In many ways, 2025 can be called a watershed year. Several long-held orthodoxies have collapsed. A rule-based global order — governing trade, war, alliances, and policy predictability — has weakened sharply. In its place has emerged a world driven by naked military and economic power: Transactional, narrowly self-interested, and fundamentally zero-sum in outlook.
This shift has been rapid. It is unfolding alongside dramatic advances in artificial intelligence and technology, intensifying sustainability challenges, and accelerating demographic change. These forces together compel all countries to reassess their economic strategies, institutional frameworks, and global alliances. India is no exception.
I ask that we revisit four old but powerful ideas — not ideological novelties, but pragmatic reforms rooted in efficiency, governance, and basic morality. These are: Converting all subsidies into direct benefit transfers (DBT), consolidating public sector ownership under a government holding company, decisively fixing power distribution companies, and ensuring the pending cases in our judiciary are cleared rapidly.
Convert all subsidies into DBT: India operates a maze of inefficient and distortionary subsidies. These include fertilizer subsidies, minimum support prices (MSP), free power, free water, and various forms of job guarantees. Officially, subsidies account for around 3.5% of GDP. But if we did honest accounting the true cost probably approaches 7% of GDP.
The fertiliser, or rather urea subsidy, has encouraged urea overuse and degraded soil quality. Free power and water for agriculture have contributed to severe groundwater depletion. Together with MSP, this has held back improvements in agricultural productivity, highlighted often by economist Ashok Gulati. These subsidies are not only fiscally expensive but also environmentally destructive.

--

Please retype the passage on India's reform priorities from "I ask that we" up to and including "approaches 7% of GDP.".

Dataset records on where objects appear
--

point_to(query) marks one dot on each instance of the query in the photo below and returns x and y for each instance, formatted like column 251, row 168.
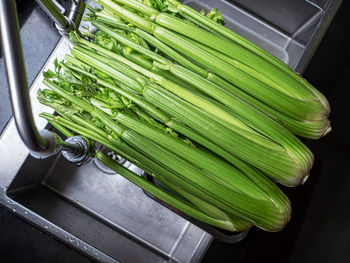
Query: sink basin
column 101, row 214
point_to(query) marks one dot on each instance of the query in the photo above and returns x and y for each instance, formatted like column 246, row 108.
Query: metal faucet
column 44, row 143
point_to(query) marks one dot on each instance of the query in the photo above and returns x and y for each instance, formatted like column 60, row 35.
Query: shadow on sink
column 103, row 210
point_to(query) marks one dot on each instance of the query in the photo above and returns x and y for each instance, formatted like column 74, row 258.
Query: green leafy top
column 215, row 15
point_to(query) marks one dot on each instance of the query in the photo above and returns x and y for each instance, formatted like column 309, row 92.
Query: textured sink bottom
column 107, row 212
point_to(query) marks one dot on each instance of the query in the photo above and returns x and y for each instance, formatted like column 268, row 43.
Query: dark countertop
column 319, row 230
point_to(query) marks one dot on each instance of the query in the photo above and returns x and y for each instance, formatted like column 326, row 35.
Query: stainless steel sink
column 106, row 217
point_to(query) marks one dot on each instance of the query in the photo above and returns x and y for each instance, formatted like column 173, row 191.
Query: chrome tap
column 42, row 143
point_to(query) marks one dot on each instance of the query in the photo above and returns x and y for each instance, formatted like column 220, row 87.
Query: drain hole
column 112, row 155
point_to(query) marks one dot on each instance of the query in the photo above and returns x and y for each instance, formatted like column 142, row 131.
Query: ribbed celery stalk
column 203, row 20
column 236, row 142
column 215, row 217
column 307, row 129
column 269, row 127
column 290, row 106
column 257, row 177
column 262, row 213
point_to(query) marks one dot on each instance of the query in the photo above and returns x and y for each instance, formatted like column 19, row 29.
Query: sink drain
column 112, row 155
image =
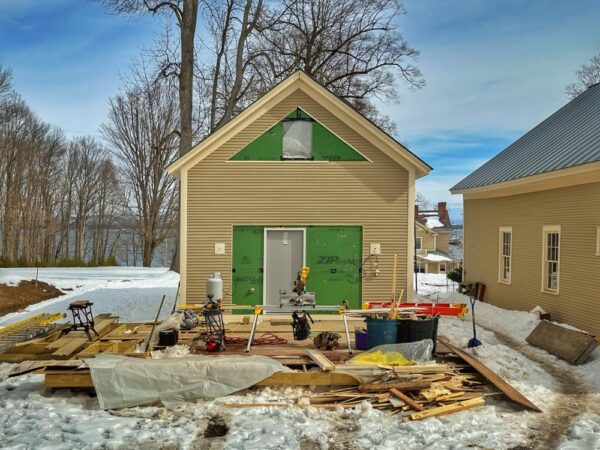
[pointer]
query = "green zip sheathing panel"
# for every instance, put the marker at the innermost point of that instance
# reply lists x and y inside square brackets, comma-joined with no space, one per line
[247,265]
[326,145]
[333,253]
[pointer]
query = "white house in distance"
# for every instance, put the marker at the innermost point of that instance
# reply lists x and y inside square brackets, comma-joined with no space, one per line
[432,240]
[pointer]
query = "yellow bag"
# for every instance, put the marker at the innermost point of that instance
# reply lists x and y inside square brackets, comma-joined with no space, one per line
[380,358]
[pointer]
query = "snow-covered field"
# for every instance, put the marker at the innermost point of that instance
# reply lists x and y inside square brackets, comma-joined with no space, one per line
[132,293]
[32,417]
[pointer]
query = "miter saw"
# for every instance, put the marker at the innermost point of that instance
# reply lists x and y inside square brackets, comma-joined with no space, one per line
[299,296]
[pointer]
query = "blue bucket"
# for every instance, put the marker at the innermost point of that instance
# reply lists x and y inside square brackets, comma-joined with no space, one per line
[381,331]
[361,340]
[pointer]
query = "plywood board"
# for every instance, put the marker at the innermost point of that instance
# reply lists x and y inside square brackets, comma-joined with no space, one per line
[493,378]
[571,345]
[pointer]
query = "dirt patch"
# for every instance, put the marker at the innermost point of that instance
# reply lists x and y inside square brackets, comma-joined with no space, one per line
[27,292]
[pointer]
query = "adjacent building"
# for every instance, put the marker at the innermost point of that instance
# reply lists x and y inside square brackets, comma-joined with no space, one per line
[532,218]
[298,178]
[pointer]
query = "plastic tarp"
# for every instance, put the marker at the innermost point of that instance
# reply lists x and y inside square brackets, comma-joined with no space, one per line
[122,381]
[387,355]
[401,354]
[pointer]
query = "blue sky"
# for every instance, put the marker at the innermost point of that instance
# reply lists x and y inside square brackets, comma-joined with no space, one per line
[494,69]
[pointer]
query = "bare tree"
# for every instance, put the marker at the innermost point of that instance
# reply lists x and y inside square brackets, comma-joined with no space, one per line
[587,75]
[141,133]
[185,13]
[5,81]
[352,47]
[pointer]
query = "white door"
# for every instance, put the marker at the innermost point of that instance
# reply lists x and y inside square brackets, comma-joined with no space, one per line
[284,257]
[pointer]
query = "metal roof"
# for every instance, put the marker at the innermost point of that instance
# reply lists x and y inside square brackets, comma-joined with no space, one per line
[569,137]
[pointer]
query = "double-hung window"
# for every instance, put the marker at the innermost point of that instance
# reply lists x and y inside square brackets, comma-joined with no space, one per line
[505,255]
[551,259]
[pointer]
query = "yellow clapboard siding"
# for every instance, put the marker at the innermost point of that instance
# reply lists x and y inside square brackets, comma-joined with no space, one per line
[576,210]
[221,193]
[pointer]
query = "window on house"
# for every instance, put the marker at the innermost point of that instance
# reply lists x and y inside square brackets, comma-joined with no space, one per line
[297,139]
[505,255]
[551,269]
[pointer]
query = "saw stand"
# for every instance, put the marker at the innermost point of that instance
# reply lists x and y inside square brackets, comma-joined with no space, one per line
[289,309]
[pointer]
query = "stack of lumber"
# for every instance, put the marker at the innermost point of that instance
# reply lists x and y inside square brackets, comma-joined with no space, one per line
[64,344]
[415,392]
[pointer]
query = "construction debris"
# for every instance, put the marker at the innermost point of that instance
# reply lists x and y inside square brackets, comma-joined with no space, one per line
[453,382]
[573,346]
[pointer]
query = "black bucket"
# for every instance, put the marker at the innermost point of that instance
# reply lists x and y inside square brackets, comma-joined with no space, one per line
[417,330]
[167,338]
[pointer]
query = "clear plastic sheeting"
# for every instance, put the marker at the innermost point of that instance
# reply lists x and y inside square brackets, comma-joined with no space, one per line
[122,381]
[396,354]
[297,139]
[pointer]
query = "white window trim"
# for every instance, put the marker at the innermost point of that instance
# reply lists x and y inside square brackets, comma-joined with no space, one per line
[502,230]
[550,229]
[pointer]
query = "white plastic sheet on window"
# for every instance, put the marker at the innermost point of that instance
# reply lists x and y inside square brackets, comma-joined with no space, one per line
[297,139]
[122,381]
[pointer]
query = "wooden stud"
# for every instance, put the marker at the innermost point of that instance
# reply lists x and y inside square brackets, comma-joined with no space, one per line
[320,360]
[447,409]
[406,399]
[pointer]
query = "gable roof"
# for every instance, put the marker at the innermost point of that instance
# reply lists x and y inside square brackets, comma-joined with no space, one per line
[300,80]
[570,137]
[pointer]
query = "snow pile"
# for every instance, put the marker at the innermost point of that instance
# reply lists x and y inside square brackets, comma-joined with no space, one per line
[132,293]
[585,434]
[32,417]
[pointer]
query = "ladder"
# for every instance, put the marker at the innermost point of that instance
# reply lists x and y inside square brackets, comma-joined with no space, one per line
[28,328]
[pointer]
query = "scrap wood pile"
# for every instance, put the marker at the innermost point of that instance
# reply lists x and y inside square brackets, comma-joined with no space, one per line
[415,392]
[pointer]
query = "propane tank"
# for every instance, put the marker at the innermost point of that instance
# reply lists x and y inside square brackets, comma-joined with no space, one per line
[214,287]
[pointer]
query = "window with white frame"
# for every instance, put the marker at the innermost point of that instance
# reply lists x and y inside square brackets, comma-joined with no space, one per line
[505,255]
[551,261]
[420,267]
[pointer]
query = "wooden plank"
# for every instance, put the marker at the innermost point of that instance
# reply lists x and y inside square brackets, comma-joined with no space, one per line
[83,379]
[493,378]
[73,379]
[446,409]
[573,346]
[320,360]
[423,368]
[20,357]
[400,385]
[30,366]
[406,399]
[72,346]
[309,379]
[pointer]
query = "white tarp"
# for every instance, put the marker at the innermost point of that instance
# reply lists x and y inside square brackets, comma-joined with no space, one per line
[122,381]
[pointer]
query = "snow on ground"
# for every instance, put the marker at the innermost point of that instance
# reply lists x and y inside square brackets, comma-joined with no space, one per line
[132,293]
[32,417]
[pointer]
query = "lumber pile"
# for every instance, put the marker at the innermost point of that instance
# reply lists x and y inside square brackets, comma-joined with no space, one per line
[64,344]
[415,392]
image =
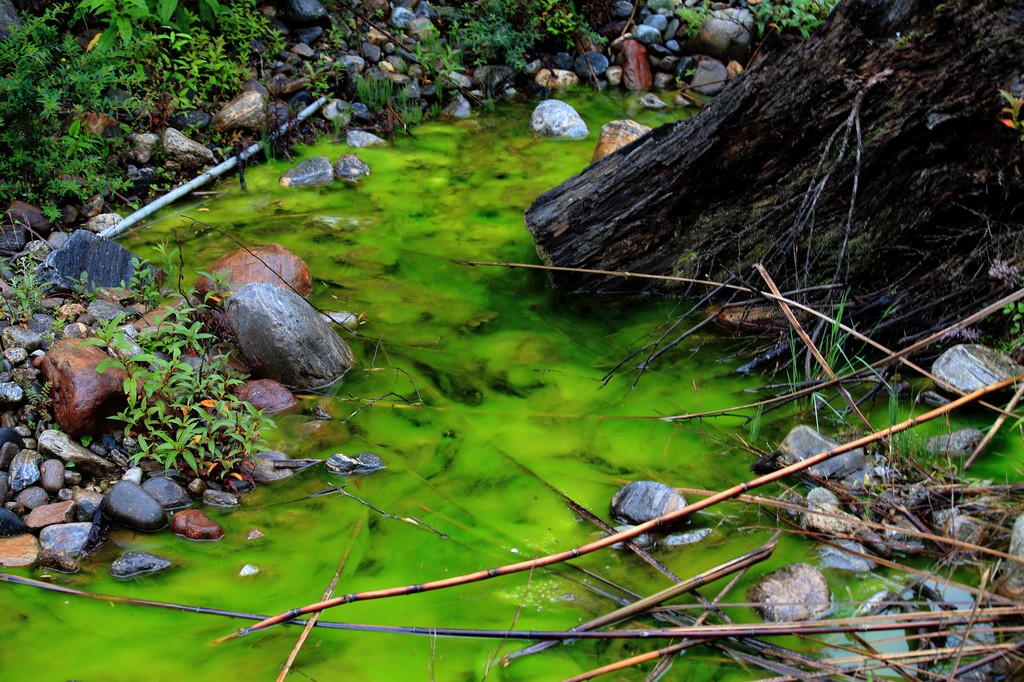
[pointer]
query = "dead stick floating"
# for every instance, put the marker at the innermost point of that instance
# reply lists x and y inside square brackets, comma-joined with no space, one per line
[608,541]
[670,592]
[328,593]
[799,329]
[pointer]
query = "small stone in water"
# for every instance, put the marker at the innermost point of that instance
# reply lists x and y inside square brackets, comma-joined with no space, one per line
[361,463]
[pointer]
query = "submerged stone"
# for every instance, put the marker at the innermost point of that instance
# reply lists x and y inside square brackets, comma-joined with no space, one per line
[796,592]
[130,564]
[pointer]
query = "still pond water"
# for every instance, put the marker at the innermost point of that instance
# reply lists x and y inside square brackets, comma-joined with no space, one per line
[481,390]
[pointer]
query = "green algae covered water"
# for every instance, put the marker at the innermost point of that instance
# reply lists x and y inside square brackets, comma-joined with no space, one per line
[481,390]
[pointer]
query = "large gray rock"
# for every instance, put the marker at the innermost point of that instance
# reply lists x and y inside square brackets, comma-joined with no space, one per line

--

Full solution »
I ask that we revisit four old but powerful ideas — not ideological novelties, but pragmatic reforms rooted in efficiency, governance, and basic morality. These are: Converting all subsidies into direct benefit transfers (DBT), consolidating public sector ownership under a government holding company, decisively fixing power distribution companies, and ensuring the pending cases in our judiciary are cleared rapidly.
Convert all subsidies into DBT: India operates a maze of inefficient and distortionary subsidies. These include fertilizer subsidies, minimum support prices (MSP), free power, free water, and various forms of job guarantees. Officially, subsidies account for around 3.5% of GDP. But if we did honest accounting the true cost probably approaches 7% of GDP.